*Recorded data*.
◆ ◆ ◆ ◆

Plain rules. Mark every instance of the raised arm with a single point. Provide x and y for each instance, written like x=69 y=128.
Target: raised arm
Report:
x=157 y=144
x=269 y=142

◆ ◆ ◆ ◆

*TASK INSTRUCTIONS*.
Reproduce each record above exactly, keeping every word as it stands.

*OUTPUT FOR THIS TASK*.
Plain rules. Mark every instance of the raised arm with a single point. Provide x and y for each instance, written like x=69 y=128.
Target: raised arm
Report:
x=157 y=144
x=269 y=142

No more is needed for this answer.